When asked if additional signs could be beneficial, Mr Galpin said it could add confusion.
"There is a 20mph limit and that should be sufficient. You could put up a sign saying "you are entering a shared space" but in truth you could get too much info," he said.
"I wouldn't want to put up a sign like that."
Kent County Council (KCC) is due to begin roadworks aimed at preserving the life of the shared space and Lower High Street.
Once complete, bosses say the area will be "better preserved for the longer term", making it more resistant to damage.
Works totalling up to £600,000 will begin tonight and are expected to be completed in five phases by spring 2023.
The first phase of roadworks will largely take place at night between 8.30pm and 5am.
They will begin in Forge Lane, between November 1 and 7, before moving to West Street between November 7 and 21.
Contractors will then focus on the Godinton Road and Elwick Place area.
Further roadworks will then take place at Gasworks Lane on November 28, Forge Lane and West Street on November 29 and finally Godinton Road from December 1 for two nights, marking the end of the first phases of the project.
Further phases are expected to continue after Christmas.
Ashford MP Damian Green says the upgrades will be "money well spent" adding: "There was a lot of scepticism about the shared space when it was first introduced.

[Point localization data]
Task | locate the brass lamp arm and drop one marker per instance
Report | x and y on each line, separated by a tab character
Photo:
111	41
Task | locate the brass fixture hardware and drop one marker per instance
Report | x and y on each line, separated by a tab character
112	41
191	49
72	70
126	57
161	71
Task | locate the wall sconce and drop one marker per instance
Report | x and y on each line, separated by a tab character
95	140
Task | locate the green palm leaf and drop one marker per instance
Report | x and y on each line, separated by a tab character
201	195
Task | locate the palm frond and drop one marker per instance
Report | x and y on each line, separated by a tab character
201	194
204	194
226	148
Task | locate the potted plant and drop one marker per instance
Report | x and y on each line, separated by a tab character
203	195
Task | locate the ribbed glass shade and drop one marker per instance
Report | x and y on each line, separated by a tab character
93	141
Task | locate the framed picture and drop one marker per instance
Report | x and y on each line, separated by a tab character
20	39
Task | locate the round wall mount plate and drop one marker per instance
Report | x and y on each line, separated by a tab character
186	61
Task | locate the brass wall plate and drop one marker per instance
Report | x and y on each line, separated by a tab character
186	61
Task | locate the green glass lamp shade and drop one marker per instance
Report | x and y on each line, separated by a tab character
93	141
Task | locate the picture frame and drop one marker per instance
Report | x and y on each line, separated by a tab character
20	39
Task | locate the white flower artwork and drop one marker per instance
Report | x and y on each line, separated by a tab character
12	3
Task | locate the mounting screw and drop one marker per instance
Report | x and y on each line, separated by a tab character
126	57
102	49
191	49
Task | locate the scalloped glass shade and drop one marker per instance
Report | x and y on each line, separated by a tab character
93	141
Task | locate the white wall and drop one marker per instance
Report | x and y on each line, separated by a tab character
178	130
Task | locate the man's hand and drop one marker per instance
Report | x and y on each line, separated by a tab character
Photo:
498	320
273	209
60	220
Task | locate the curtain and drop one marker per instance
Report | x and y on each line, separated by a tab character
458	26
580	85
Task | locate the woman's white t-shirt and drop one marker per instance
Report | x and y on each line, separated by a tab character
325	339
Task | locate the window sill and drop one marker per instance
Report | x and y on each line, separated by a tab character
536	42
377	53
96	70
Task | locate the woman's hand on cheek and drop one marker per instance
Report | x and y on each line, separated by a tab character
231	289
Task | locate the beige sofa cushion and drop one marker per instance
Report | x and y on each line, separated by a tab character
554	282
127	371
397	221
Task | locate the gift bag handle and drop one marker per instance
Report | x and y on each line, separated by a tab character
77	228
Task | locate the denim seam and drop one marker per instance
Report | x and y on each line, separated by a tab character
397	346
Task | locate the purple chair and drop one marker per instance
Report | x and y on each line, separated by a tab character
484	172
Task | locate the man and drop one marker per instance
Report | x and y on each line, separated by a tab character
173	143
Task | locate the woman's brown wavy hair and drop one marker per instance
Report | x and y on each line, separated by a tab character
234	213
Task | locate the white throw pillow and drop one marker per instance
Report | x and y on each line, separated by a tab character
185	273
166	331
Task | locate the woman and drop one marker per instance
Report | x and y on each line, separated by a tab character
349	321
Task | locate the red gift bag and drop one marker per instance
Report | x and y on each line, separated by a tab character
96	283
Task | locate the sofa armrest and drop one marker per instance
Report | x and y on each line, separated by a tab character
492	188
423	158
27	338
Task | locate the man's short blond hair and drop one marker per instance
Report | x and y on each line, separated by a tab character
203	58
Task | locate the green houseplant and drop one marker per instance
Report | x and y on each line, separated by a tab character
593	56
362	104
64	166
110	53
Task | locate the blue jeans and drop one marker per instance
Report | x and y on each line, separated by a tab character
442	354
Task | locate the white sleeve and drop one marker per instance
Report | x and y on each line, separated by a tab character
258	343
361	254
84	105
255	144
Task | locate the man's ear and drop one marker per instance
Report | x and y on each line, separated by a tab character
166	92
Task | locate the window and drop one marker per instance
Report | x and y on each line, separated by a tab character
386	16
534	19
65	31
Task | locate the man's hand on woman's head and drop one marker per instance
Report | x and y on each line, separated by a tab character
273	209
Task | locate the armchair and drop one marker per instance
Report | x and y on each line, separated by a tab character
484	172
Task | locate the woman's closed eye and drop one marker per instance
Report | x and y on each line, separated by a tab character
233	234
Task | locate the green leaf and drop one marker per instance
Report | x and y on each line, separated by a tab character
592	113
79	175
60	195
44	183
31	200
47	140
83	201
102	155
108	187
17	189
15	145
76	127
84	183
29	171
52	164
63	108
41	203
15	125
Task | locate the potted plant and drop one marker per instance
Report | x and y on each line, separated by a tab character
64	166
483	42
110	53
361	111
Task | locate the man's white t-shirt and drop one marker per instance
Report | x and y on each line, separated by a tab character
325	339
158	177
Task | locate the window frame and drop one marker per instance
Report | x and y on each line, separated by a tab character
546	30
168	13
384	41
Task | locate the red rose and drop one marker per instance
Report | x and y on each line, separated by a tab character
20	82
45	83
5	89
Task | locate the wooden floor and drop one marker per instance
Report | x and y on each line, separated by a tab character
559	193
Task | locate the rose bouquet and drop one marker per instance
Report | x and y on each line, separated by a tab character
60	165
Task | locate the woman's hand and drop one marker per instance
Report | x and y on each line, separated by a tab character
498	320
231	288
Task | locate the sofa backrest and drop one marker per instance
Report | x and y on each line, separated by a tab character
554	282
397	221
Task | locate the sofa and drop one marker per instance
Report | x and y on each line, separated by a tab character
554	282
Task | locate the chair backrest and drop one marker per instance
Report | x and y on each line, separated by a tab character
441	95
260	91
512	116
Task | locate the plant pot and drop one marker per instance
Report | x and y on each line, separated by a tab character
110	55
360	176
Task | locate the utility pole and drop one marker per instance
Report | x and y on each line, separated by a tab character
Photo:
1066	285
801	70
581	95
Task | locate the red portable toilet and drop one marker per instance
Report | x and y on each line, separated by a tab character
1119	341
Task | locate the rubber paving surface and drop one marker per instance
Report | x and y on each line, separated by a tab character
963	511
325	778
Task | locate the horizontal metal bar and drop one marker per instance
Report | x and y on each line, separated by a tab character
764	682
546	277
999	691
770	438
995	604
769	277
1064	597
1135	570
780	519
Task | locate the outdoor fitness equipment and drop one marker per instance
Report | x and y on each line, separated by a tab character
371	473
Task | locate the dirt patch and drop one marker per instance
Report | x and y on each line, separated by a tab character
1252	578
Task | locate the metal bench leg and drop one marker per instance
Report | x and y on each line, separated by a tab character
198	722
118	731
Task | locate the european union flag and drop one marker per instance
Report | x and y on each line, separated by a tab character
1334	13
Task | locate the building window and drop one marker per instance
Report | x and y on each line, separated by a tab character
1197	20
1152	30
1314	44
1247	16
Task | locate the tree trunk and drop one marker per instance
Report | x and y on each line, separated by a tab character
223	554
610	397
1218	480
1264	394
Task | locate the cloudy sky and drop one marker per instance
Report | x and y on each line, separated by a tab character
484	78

Description of the task -
From the roadworks report, list every street or place named as a location of the first phase of roadworks. The entries are not needed for what follows.

Completed task -
Forge Lane
West Street
Godinton Road
Elwick Place
Gasworks Lane